### Instructions for the task
Rescale the rows below by writing out every line again, requests included, with each answer point's x and y coordinates multiplied by 0.3 and rounded to whole numbers, halves rounding up. Keep the requests and their sample coordinates unchanged, and omit the pictures.

Raw rows:
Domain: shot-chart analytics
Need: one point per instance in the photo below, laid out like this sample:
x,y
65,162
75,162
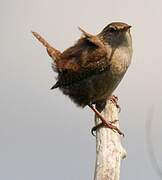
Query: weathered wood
x,y
109,151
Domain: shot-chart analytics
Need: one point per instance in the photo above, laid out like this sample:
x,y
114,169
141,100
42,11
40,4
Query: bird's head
x,y
116,34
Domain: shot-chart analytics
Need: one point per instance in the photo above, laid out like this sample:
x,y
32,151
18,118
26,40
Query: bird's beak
x,y
126,27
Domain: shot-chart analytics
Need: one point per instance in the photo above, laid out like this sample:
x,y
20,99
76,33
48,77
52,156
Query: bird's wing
x,y
88,53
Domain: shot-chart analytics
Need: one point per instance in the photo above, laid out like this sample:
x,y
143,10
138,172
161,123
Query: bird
x,y
90,70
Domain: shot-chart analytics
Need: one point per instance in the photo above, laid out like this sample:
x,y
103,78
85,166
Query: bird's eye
x,y
112,29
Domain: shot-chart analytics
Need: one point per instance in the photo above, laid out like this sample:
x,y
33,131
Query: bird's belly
x,y
92,89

### Output below
Domain: shot-chart analytics
Need: one point per instance in the photo below, laid out like this sample:
x,y
65,162
75,162
Query: weathered wood
x,y
33,45
Domain: shot-chart analytics
Need: one point per instance in the photo above, laid out like this sample:
x,y
114,169
141,100
42,11
40,4
Query: bird's head
x,y
35,10
Domain: shot-chart analytics
Need: one point per instance in the photo above, laid out like this sample:
x,y
32,151
18,118
26,40
Query: bird's beak
x,y
38,8
Domain: shot-chart analytics
Need: one point per instance in the photo above, laid out like this sample:
x,y
20,99
76,33
48,77
52,156
Query: bird's wing
x,y
26,16
Domain: shot-chart analytics
Need: one point per instance in the photo above, laid out like this sample:
x,y
143,10
138,172
161,123
Query: bird
x,y
27,21
Domain: shot-chart analytics
Need: one point per instance in the photo above, laid out like this sample:
x,y
103,78
85,166
Query: bird's eye
x,y
34,9
Domain: shot-chart analytics
Need: one point per instance in the photo above, laid out like this sample:
x,y
33,131
Query: bird's belly
x,y
28,27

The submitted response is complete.